# Entries:
§ §

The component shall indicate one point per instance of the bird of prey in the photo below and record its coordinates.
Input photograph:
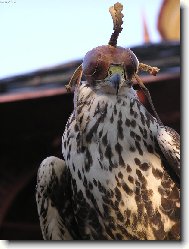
(119, 179)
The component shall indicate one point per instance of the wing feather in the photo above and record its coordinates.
(53, 196)
(169, 142)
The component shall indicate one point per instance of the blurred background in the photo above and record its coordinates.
(41, 44)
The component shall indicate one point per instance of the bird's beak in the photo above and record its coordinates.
(115, 80)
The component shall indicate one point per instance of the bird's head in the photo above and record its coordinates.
(111, 65)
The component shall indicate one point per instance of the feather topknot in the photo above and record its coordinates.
(117, 17)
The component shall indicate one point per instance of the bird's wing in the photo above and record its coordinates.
(169, 142)
(53, 196)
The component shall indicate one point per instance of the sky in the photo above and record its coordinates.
(42, 33)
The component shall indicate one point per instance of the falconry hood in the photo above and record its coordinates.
(98, 62)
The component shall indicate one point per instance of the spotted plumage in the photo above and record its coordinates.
(120, 176)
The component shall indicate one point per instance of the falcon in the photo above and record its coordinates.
(119, 179)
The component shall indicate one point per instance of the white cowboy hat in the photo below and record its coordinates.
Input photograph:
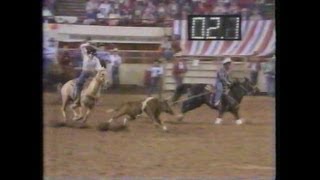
(226, 60)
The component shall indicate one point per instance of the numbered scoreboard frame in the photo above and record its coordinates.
(214, 27)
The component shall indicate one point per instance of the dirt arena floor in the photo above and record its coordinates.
(193, 148)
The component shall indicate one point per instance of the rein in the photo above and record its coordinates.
(190, 97)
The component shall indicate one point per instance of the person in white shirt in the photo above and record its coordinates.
(90, 65)
(104, 9)
(49, 54)
(115, 62)
(156, 72)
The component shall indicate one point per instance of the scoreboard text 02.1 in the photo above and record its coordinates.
(214, 27)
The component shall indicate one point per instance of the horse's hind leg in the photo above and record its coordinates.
(219, 118)
(237, 117)
(63, 108)
(86, 116)
(164, 127)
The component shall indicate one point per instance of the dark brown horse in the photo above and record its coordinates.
(199, 95)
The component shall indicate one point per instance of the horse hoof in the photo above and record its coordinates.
(76, 118)
(180, 117)
(218, 121)
(239, 121)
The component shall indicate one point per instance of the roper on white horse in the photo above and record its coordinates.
(72, 90)
(89, 96)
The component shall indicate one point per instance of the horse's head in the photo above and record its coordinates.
(101, 76)
(246, 86)
(166, 107)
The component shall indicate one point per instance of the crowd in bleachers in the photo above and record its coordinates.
(149, 12)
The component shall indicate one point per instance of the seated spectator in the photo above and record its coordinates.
(151, 7)
(46, 12)
(91, 12)
(148, 18)
(161, 11)
(167, 20)
(126, 7)
(166, 48)
(255, 15)
(184, 14)
(173, 8)
(90, 19)
(220, 9)
(187, 7)
(244, 14)
(92, 7)
(234, 8)
(51, 4)
(126, 17)
(104, 9)
(114, 17)
(65, 59)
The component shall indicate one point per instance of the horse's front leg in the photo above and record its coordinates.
(77, 116)
(220, 115)
(88, 112)
(237, 117)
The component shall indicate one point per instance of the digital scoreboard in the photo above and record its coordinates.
(214, 27)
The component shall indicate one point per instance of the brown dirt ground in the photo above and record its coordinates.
(193, 148)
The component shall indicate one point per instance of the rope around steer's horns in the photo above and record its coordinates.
(190, 97)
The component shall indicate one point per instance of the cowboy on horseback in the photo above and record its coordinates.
(223, 83)
(90, 64)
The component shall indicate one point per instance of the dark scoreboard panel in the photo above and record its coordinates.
(214, 27)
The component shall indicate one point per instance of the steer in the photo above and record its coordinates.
(151, 106)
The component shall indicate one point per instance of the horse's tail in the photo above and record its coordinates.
(110, 110)
(59, 87)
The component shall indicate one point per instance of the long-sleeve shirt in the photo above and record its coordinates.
(89, 63)
(269, 68)
(115, 60)
(179, 68)
(156, 71)
(223, 77)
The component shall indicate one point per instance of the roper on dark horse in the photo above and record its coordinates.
(229, 100)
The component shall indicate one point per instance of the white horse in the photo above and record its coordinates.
(89, 96)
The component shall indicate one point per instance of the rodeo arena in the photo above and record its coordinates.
(127, 95)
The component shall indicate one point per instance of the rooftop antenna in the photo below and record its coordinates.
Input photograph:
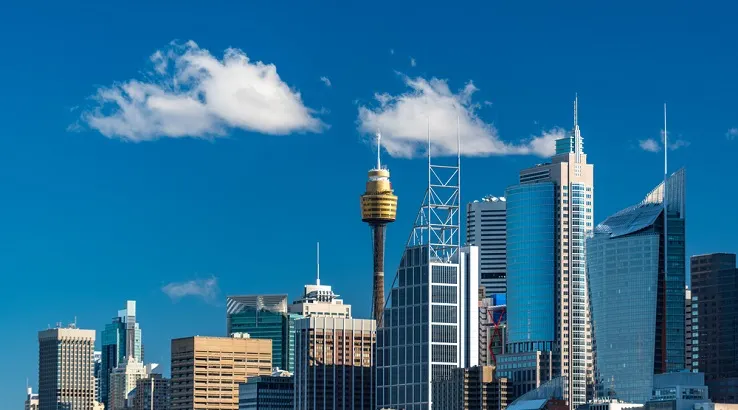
(318, 265)
(379, 149)
(666, 210)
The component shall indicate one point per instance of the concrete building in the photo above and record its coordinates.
(691, 332)
(486, 228)
(334, 366)
(31, 400)
(549, 215)
(715, 285)
(206, 371)
(642, 334)
(527, 370)
(678, 391)
(152, 393)
(319, 300)
(120, 339)
(65, 369)
(474, 388)
(123, 381)
(610, 404)
(264, 317)
(275, 392)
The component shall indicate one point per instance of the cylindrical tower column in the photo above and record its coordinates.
(378, 290)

§ §

# Work to complete:
Write out exactly the lines from the one containing "the horse's tail" through the last line of the records above, both ends included, and leave out any pictures.

# Task response:
The component shall indicate one point per instance of the horse's tail in the photo above and record its coordinates.
(110, 110)
(59, 87)
The component shall indicate one point per instance of the long-sleeve shirt in the photo above and record its coordinates.
(89, 63)
(269, 68)
(115, 60)
(179, 68)
(156, 71)
(223, 77)
The component shall indicate one point per instance of the roper on dark horse in the photo above and record its coordinates.
(229, 100)
The component shall indicate one point per instance of the white horse in the photo above and record its coordinates.
(89, 96)
The component shall indicate one point per instance of the rodeo arena in the photo above and record its coordinates.
(127, 95)
The component shall indicate one point per instance of the rooftop antenna in the photo below and record its coordinates.
Input photograph:
(318, 265)
(379, 149)
(666, 210)
The component shall indicate one point per instance of the concrete building in the photo above and record its coordinates.
(691, 332)
(486, 228)
(334, 366)
(31, 400)
(549, 215)
(715, 285)
(206, 371)
(642, 334)
(527, 370)
(678, 391)
(152, 393)
(319, 300)
(120, 339)
(65, 369)
(474, 388)
(123, 381)
(610, 404)
(264, 317)
(275, 392)
The component shall indicate one point per instance of the cylindrical tower column in the photo above and record its coordinates.
(378, 290)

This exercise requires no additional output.